##### EXCERPT PROVIDED #####
Mario Gosselin (born June 15, 1963) is a Canadian former hockey goaltender who played nine years in the National Hockey League (NHL) for the Quebec Nordiques, the Los Angeles Kings and the Hartford Whalers.

Playing career
As a youth, Gosselin played in the 1975 and 1976 Quebec International Pee-Wee Hockey Tournaments with a minor ice hockey team from Thetford Mines.

Gosselin played his junior hockey for the Shawinigan Cataractes of the QMJHL from 1980–1981 to 1982–1983. He was drafted by the Quebec Nordiques with 55th pick (third round) of the 1982 NHL Entry Draft.

He then represented Canada at the 1983 World Junior Championships as a spare goalie than continued to play for Canada joining the national team for the 1984 Sarajevo Olympics where he played seven games winning four of them and helping Canada finish fourth.

Quebec Nordiques
Following the Games, he joined the Nordiques making a memorable debut on February 26, 1984 by blanking the St. Louis Blues 5–0.

The following year he formed a tandem with veteran Dan Bouchard and took over the starting job for good by playoff time helping backstop the Nordiques past the Buffalo Sabres in the first round and their fierce rivals the Montreal Canadiens in the second round before falling to the Philadelphia Flyers in the Semi-Finals.

The 1985-86 season had highs and lows for Gosselin.  He battled for ice time with newcomer Clint Malarchuk and veteran Richard Sevigny and played well enough to be selected to play in the 1986 All-Star Game, but also struggled enough to spend five games in the American Hockey League with the Fredericton Express.   His season ended on a high note, however, when Gosselin excelled for the Nordiques in the post-season going 7-4 after taking over the crease from Malarchuk.

He spent the next season in a back-up role but returned to the starting job in 1987-88 after Malarchuk was traded to the Washington Capitals. Gosselin and the Nordiques had a forgettable season and the following year, with veteran Bob Mason signed and rookie Ron Tugnutt pushing for starts Gosselin saw his playing time cut and again had a brief stint in the AHL.   After the season, the Nordiques didn't renew his contract on June 6, 1989 and he signed with the Los Angeles Kings.

Los Angeles Kings

Gosselin served as the back-up to Kelly Hrudey but was largely ineffective posting a 7-11-1 record with a 3.87 goals against average. He did manage to get in the history books during his time with the Kings, even if it was for dubious reasons. Mario Gosselin was the first goaltender in NHL history to lose a game without giving up a goal. Gosselin filled in for Kelly Hrudey and the Kings would give up an empty net goal. The result was a 7-6 loss to the Edmonton Oilers.
#####
* DIRECTIVES:
1 – Which lines in the rows below contain the string "forest" with matching case? Select each of those lines and copy it out.
2 – Pick up the article on goaltender Mario Gosselin above and continue it past its final sentence.
##### MATERIALS PROVIDED #####
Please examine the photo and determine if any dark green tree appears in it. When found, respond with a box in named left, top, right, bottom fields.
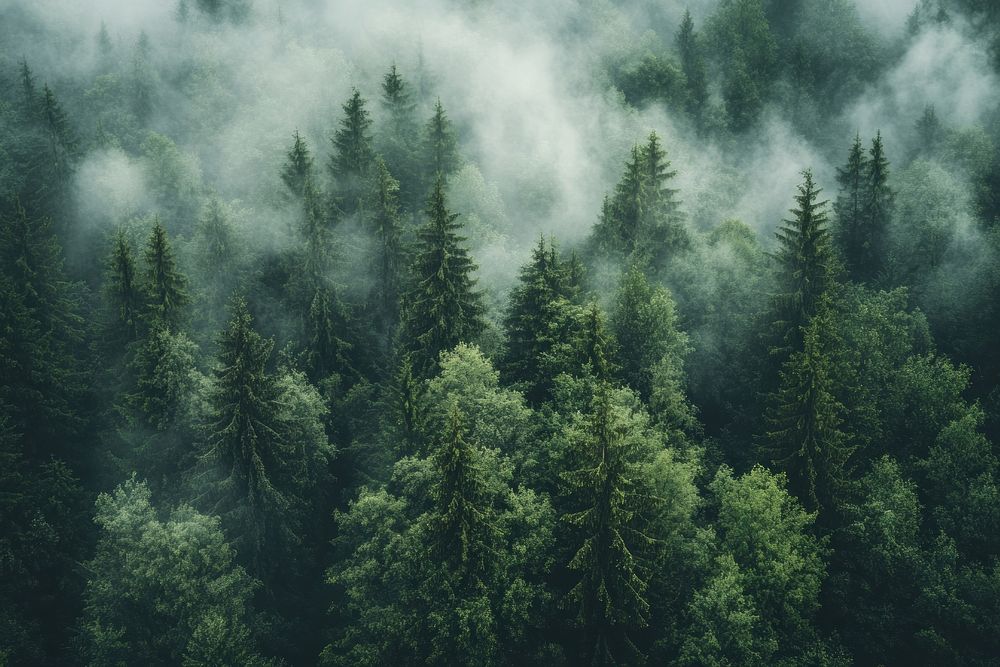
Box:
left=833, top=135, right=870, bottom=280
left=195, top=297, right=291, bottom=574
left=773, top=169, right=837, bottom=354
left=858, top=132, right=894, bottom=282
left=767, top=313, right=852, bottom=527
left=403, top=176, right=485, bottom=377
left=329, top=89, right=375, bottom=214
left=368, top=157, right=403, bottom=336
left=378, top=65, right=423, bottom=210
left=562, top=382, right=660, bottom=665
left=423, top=100, right=458, bottom=183
left=675, top=9, right=708, bottom=124
left=105, top=229, right=143, bottom=343
left=501, top=237, right=575, bottom=404
left=144, top=218, right=191, bottom=328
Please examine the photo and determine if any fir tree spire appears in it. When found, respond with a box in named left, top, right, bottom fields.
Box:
left=404, top=176, right=485, bottom=377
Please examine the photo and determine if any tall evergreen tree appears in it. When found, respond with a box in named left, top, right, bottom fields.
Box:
left=105, top=230, right=143, bottom=343
left=834, top=135, right=869, bottom=280
left=145, top=218, right=190, bottom=327
left=501, top=237, right=574, bottom=404
left=562, top=382, right=657, bottom=665
left=676, top=9, right=708, bottom=119
left=378, top=65, right=423, bottom=210
left=431, top=405, right=493, bottom=583
left=767, top=306, right=851, bottom=526
left=368, top=157, right=403, bottom=335
left=281, top=130, right=314, bottom=201
left=403, top=176, right=485, bottom=377
left=423, top=100, right=458, bottom=183
left=329, top=89, right=375, bottom=213
left=196, top=297, right=290, bottom=575
left=773, top=169, right=837, bottom=354
left=859, top=132, right=894, bottom=282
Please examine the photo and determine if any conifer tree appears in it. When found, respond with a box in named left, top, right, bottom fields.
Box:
left=773, top=169, right=837, bottom=354
left=859, top=132, right=893, bottom=282
left=432, top=405, right=492, bottom=583
left=145, top=218, right=190, bottom=327
left=611, top=266, right=689, bottom=401
left=403, top=176, right=485, bottom=377
left=306, top=287, right=351, bottom=382
left=379, top=64, right=422, bottom=210
left=834, top=135, right=868, bottom=280
left=202, top=297, right=289, bottom=574
left=106, top=229, right=142, bottom=343
left=676, top=9, right=708, bottom=118
left=501, top=237, right=572, bottom=404
left=368, top=157, right=402, bottom=335
left=767, top=306, right=851, bottom=525
left=637, top=132, right=690, bottom=268
left=424, top=100, right=458, bottom=182
left=281, top=130, right=313, bottom=201
left=562, top=382, right=657, bottom=665
left=329, top=89, right=375, bottom=213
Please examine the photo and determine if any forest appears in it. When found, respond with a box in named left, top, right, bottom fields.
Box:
left=0, top=0, right=1000, bottom=667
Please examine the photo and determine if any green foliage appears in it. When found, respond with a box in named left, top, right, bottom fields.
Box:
left=144, top=218, right=190, bottom=329
left=403, top=177, right=484, bottom=377
left=772, top=169, right=838, bottom=360
left=80, top=477, right=263, bottom=666
left=328, top=89, right=375, bottom=213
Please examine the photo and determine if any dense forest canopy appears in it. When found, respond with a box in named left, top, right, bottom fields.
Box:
left=0, top=0, right=1000, bottom=667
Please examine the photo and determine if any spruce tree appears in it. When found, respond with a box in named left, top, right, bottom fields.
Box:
left=379, top=65, right=422, bottom=210
left=145, top=218, right=190, bottom=328
left=201, top=297, right=289, bottom=575
left=423, top=100, right=458, bottom=182
left=281, top=130, right=313, bottom=201
left=306, top=287, right=352, bottom=382
left=501, top=237, right=573, bottom=405
left=562, top=382, right=657, bottom=665
left=403, top=176, right=485, bottom=377
left=636, top=132, right=691, bottom=268
left=105, top=229, right=142, bottom=343
left=329, top=89, right=375, bottom=213
left=772, top=169, right=837, bottom=354
left=676, top=9, right=708, bottom=119
left=431, top=405, right=493, bottom=583
left=834, top=135, right=868, bottom=280
left=767, top=306, right=851, bottom=525
left=859, top=132, right=893, bottom=282
left=368, top=157, right=402, bottom=335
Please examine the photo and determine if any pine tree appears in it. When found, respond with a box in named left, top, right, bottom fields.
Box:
left=774, top=169, right=836, bottom=353
left=20, top=58, right=38, bottom=116
left=637, top=132, right=691, bottom=268
left=379, top=65, right=421, bottom=210
left=858, top=132, right=893, bottom=282
left=0, top=201, right=88, bottom=462
left=106, top=229, right=142, bottom=343
left=424, top=100, right=458, bottom=182
left=368, top=157, right=402, bottom=335
left=306, top=287, right=352, bottom=382
left=202, top=297, right=288, bottom=574
left=834, top=135, right=868, bottom=280
left=562, top=383, right=657, bottom=665
left=329, top=89, right=375, bottom=213
left=403, top=176, right=485, bottom=377
left=145, top=218, right=190, bottom=327
left=767, top=308, right=851, bottom=525
left=281, top=130, right=313, bottom=201
left=501, top=237, right=573, bottom=405
left=676, top=9, right=708, bottom=118
left=431, top=405, right=492, bottom=582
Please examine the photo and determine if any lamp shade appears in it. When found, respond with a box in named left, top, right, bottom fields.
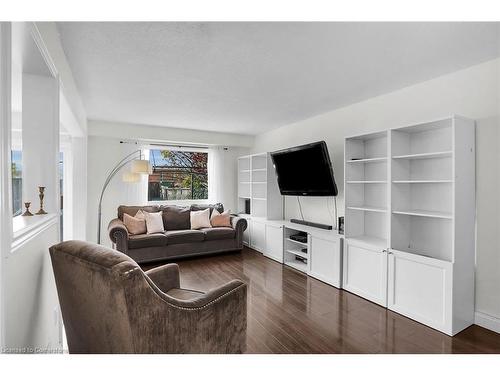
#####
* ANSWERS TO THE EXERCISE:
1 –
Please examine the photo and determine if any forest appears in it. When found, respond with a box in named left, top, right, bottom fields.
Please examine the photo and determine if any dense forest canopy appears in it. When found, respond with a box in named left, top, right, bottom fields.

2 –
When the Kings acquired netminder Daniel Berthiaume the following off-season, Gosselin lost his job and spent the 1990-91 season as the starting goalie with the Kings International Hockey League affiliate in Phoenix.

Hartford Whalers

In 1991-92, he signed with the Hartford Whalers but failed to return to the NHL that year and ended up spending his second consecutive season at the minor league level playing for the Springfield Indians of the American Hockey League.  During training camp before the 1992-93 campaign, Gosselin suffered a serious back injury  that cost him four months. The injury was so serious, Gosselin feared his career might have been over. "At a certain point in December, they told me maybe I would never play again.  All I wanted to do was play hockey again."  He worked his way back into the Springfield lineup but an injury to Whaler back-up Frank Pietrangelo brought him back to the NHL after nearly three years away.  Shortly after, starter Sean Burke suffered back spasms and suddenly Gosselin was an NHL starter again.  In 16 games with the Whalers that year he posted better numbers than incumbents Burke and Pietrangelo and impressed the Whaler brass enough to earn a new two year contract that March.  The following season, he played 2 games in Springfield and 7 in Hartford before suffering a knee injury on November 27th, 1993 in a game against the Florida Panthers that ultimately ended his season and career.

Personal life
After retirement, Gosselin worked as a radio analyst for the Roadrunners games and hockey coordinator at the YMCA before moving back to the province of Quebec in 1997. He now lives in Saint-Basile-le-grand with his wife, three sons (Francis, Yanick, Justin) and daughter Marylee. Gosselin owns a hockey school called "Ecole de Hockey Mario Gosselin" and works at various high schools as a goaltender coach for their ice hockey programs.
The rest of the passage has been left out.